Silly, tacky and clumsy: Matthew Warchus's Middle Earth spectacular makes an Orc's ear of Tolkien's classic

By Kate Bassett

H um along now, everyone. "Into the woods, it's time to go ... Into the woods, it's time and so, I must begin my journey." Thus Little Red Riding Hood chirrups in Stephen Sondheim's well-known song. And heading into the deep, dark forest proved impossible to resist this week, with two fairytale musicals materialising in the Big Smoke.

First, the Tolkien film trilogy, The Lord of the Rings, has morphed into a three-hour West End extravaganza with tunes. The Theatre Royal Drury Lane resembles a vast cavern of tangled branches, which is initially enthralling, but Matthew Warchus's production is an uneven mix of spectacular special effects and moments of utter rubbish.

Obviously, James Loye's diminutive Frodo (an approximate Elijah Wood lookalike) and his Hobbit pals have much ground to cover on their mission to toss the damned One Ring into the flames of Mount Doom, saving Middle Earth from the Dark Lord, Sauron. Quite a few trudging miles are covered with a chorus line - presumably symbolising life's stumbling blocks - whirling around vaguely in hooded cowls, catching at the wee travellers' heels. This seems a peculiarly lame kick-off for Peter Darling's choreography. Watch out for the fantastically silly druidic disco routines.

As for the set, there's a snazzy revolving fortress, but the Mines of Moria look like Ratners writ large, with one big stalactite fashioned from tacky metal chains. This inspires quite the wrong sense of wonder - ie, wondering if any old passing troll couldn't have cobbled together something better with the near-supernatural budget of £12.5m.

Several subplots are clumsily truncated, the cod-archaic dialogue is titter-inducing, and Andrew Jarvis's white-bearded Elrond confuses ceremonial dignity with patrolling around like a rusty robot, both arms out at stiff angles. The songs keep pointlessly halting the action as well.

_Records:_
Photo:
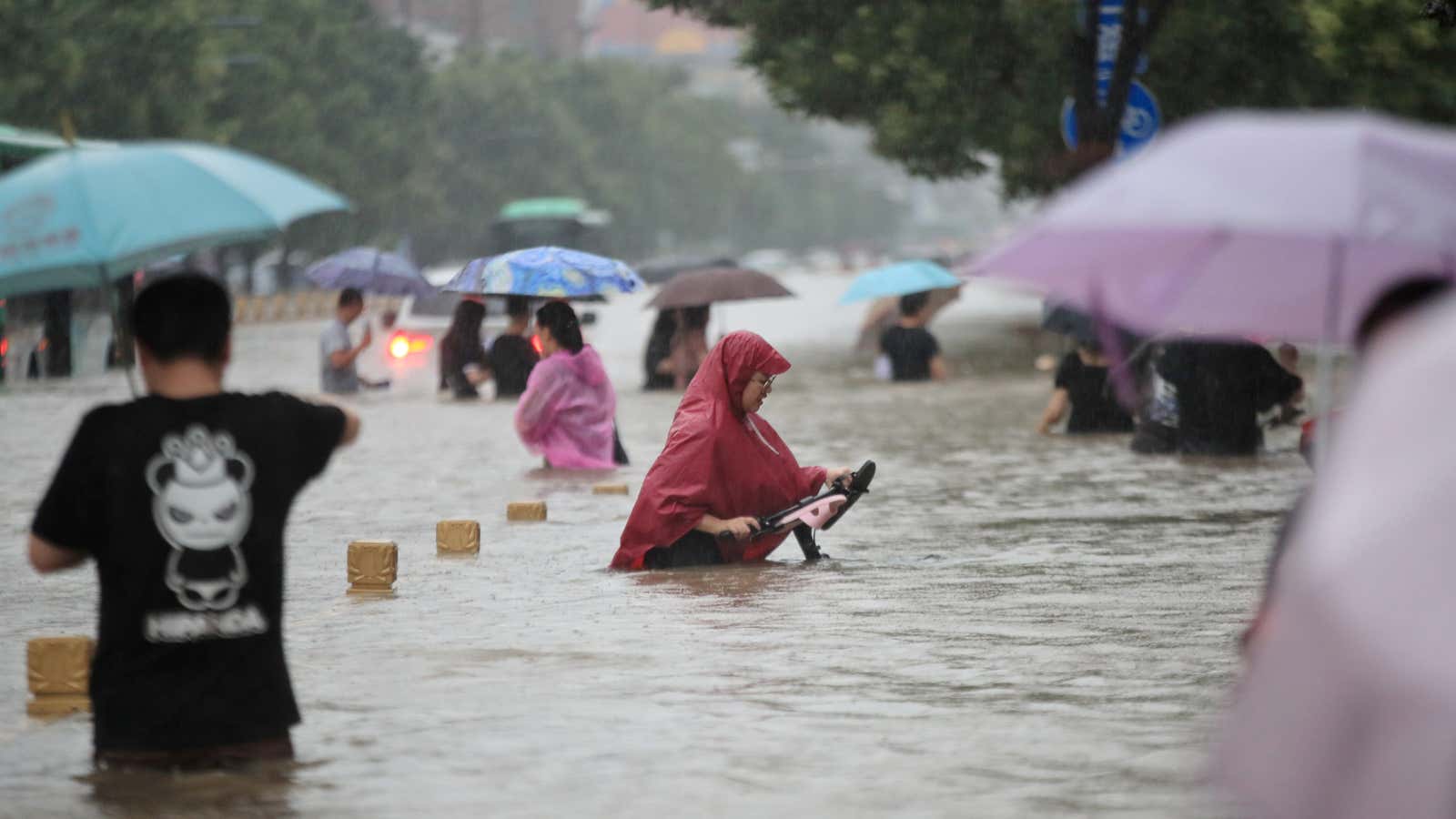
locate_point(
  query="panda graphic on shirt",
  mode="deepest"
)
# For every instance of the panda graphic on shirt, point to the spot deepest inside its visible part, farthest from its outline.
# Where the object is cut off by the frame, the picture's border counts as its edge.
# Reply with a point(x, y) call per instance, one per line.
point(203, 509)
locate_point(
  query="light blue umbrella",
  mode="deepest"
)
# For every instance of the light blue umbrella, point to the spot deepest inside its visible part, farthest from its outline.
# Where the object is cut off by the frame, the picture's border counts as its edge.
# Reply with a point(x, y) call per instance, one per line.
point(371, 271)
point(85, 216)
point(899, 280)
point(548, 273)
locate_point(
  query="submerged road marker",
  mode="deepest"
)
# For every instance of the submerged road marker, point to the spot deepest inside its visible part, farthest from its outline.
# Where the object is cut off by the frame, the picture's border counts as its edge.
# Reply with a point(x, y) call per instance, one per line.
point(58, 673)
point(458, 537)
point(533, 511)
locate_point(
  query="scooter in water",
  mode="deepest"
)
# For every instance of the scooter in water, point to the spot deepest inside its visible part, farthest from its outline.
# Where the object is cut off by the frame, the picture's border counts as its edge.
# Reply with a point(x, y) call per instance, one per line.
point(815, 513)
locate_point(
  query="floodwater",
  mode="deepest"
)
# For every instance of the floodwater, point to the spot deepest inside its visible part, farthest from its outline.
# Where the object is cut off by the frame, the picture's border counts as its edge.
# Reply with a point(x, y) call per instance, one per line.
point(1009, 625)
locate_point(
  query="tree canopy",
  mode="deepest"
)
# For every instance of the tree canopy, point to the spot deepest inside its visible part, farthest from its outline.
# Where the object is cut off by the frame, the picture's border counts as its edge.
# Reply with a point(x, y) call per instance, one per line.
point(953, 86)
point(331, 91)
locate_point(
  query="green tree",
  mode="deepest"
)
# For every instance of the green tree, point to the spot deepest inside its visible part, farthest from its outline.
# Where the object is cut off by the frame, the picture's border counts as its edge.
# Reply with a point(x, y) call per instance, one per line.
point(633, 142)
point(948, 85)
point(325, 87)
point(118, 70)
point(1376, 57)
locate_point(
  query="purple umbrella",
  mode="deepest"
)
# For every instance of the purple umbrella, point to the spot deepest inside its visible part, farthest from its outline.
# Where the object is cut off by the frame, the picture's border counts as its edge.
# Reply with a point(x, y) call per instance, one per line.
point(371, 271)
point(708, 286)
point(1238, 225)
point(1349, 709)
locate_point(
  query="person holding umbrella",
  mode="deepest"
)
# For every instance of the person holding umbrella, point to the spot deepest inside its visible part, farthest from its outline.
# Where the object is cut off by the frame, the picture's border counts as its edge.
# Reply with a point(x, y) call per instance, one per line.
point(689, 346)
point(912, 351)
point(339, 354)
point(689, 295)
point(511, 356)
point(567, 410)
point(723, 465)
point(1082, 388)
point(907, 349)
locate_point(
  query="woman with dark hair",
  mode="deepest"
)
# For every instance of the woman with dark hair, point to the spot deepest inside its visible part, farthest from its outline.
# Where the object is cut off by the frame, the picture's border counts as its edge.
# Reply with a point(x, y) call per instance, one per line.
point(689, 346)
point(565, 413)
point(462, 354)
point(659, 359)
point(1082, 387)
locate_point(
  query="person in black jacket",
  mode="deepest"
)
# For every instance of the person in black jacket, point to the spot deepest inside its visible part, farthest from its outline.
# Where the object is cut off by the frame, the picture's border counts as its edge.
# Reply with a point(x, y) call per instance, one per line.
point(1222, 387)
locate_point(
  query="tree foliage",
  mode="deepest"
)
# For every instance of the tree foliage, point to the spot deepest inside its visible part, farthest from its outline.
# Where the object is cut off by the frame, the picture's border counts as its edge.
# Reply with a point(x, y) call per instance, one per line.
point(327, 87)
point(946, 85)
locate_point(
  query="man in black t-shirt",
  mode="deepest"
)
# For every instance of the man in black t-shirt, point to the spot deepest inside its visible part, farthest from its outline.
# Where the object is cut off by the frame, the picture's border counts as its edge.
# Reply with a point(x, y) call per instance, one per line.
point(511, 356)
point(914, 353)
point(181, 499)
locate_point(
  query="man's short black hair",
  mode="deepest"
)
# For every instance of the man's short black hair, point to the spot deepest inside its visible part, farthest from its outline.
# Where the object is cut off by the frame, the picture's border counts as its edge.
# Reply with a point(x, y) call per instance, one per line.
point(1397, 300)
point(912, 303)
point(184, 317)
point(517, 307)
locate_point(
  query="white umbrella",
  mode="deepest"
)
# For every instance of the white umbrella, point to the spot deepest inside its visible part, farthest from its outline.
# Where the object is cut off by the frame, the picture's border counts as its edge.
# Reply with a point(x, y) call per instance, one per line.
point(1350, 704)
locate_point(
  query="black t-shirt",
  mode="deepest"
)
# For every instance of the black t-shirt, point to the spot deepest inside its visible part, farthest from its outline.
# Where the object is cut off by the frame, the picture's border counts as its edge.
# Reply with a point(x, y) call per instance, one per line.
point(511, 361)
point(453, 359)
point(1094, 407)
point(182, 504)
point(910, 350)
point(1222, 388)
point(659, 349)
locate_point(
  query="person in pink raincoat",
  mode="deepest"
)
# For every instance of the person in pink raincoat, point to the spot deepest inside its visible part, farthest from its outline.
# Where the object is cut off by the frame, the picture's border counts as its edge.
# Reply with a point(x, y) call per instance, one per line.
point(567, 410)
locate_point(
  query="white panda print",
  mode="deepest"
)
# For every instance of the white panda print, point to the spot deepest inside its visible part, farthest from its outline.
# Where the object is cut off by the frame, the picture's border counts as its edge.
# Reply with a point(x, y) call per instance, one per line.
point(201, 506)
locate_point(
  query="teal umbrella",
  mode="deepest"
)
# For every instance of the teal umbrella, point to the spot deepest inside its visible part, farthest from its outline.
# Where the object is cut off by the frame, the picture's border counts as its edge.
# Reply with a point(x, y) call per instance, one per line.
point(82, 217)
point(899, 280)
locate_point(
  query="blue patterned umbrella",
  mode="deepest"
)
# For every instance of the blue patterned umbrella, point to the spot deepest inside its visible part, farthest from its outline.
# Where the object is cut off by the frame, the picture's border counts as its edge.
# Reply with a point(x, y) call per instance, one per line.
point(371, 271)
point(550, 273)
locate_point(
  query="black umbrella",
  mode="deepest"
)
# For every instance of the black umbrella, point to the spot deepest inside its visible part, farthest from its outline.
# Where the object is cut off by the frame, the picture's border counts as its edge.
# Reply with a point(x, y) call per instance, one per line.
point(662, 268)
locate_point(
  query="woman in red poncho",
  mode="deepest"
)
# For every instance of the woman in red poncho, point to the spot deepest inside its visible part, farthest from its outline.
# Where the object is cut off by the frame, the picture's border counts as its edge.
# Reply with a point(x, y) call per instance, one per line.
point(723, 468)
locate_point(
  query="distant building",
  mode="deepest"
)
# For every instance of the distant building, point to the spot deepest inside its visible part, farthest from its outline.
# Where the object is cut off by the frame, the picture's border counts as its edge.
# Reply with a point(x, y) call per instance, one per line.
point(548, 28)
point(630, 28)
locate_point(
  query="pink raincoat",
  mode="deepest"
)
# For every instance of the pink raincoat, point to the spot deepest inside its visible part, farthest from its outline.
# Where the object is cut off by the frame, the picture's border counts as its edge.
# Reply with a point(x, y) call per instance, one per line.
point(567, 411)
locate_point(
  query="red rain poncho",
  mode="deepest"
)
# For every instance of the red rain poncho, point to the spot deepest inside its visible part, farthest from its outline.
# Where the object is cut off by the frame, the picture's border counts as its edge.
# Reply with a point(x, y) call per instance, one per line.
point(718, 460)
point(567, 411)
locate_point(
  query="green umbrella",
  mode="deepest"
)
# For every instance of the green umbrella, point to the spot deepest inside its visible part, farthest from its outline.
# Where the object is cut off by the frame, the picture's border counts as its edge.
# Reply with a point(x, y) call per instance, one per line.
point(25, 143)
point(84, 217)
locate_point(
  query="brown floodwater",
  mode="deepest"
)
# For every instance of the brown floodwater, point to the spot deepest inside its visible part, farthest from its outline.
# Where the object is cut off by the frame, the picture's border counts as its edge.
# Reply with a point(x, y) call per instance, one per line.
point(1011, 625)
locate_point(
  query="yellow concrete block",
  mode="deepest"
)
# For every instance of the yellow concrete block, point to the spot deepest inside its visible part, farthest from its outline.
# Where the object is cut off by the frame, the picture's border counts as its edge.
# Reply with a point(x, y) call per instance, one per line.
point(58, 673)
point(526, 511)
point(373, 567)
point(458, 537)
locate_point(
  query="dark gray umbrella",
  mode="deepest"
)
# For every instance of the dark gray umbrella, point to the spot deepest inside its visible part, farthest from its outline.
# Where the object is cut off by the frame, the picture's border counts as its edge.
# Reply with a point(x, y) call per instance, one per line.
point(662, 268)
point(706, 286)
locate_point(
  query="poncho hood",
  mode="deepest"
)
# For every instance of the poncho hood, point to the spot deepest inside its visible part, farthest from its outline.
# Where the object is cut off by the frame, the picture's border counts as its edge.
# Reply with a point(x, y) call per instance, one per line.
point(718, 460)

_Required actions:_
- a) Print the part of the review of the Lord of the Rings stage musical from "Several subplots are" up to and including "action as well.".
- b) Proceed with the review of the Lord of the Rings stage musical, starting right after its last sentence.

_Your written answers:_
- a)
Several subplots are clumsily truncated, the cod-archaic dialogue is titter-inducing, and Andrew Jarvis's white-bearded Elrond confuses ceremonial dignity with patrolling around like a rusty robot, both arms out at stiff angles. The songs keep pointlessly halting the action as well.

- b)
Nonetheless, there are bewitching Celtic-going-on-Indian ululations from Laura Michelle Kelly's gilded Galadriel. This is thanks to the input of the folk band Värttinä and their fellow-composer A R Rahman. The acrobatic choreography gets swinging, with the Orcs bounding around like apes on sprung stilts. Peter Howe is lovably loyal as Frodo's sidekick, Sam, and Malcolm Storry's Gandalf sustains authoritative gentleness. The saga's significance also comes over clearly, warning that power corrupts and bringing out an ecological drive in the battle to save the tree-like Ents.

As for the breathtaking special effects, these include Hobbits melting into thin air and the morbid Black Riders rearing nightmarishly out of the shadows on towering skeletal steeds. Regardless of its flaws, this is almost bound to be a crowd-puller.

Simultaneously, the Royal Opera House has mounted a high-calibre studio production of Into the Woods, staged by the choreographer-turned-director Will Tuckett. The more sophisticated ironies and edgy harmonies of Sondheim are certainly a welcome relief as he gets his multiple fairytales in a knowing tangle. Tuckett's use of exit doors is oddly clumsy when Rapunzel and others supposedly get squished by a giantess, but the combination of opera singers and musical theatre actors is a droll delight. Most manage Sondheim's rapid rhyming patter with aplomb while the orchestral strings, under James Holmes's baton, create an oceanic swell of menace and more romantic sentiments.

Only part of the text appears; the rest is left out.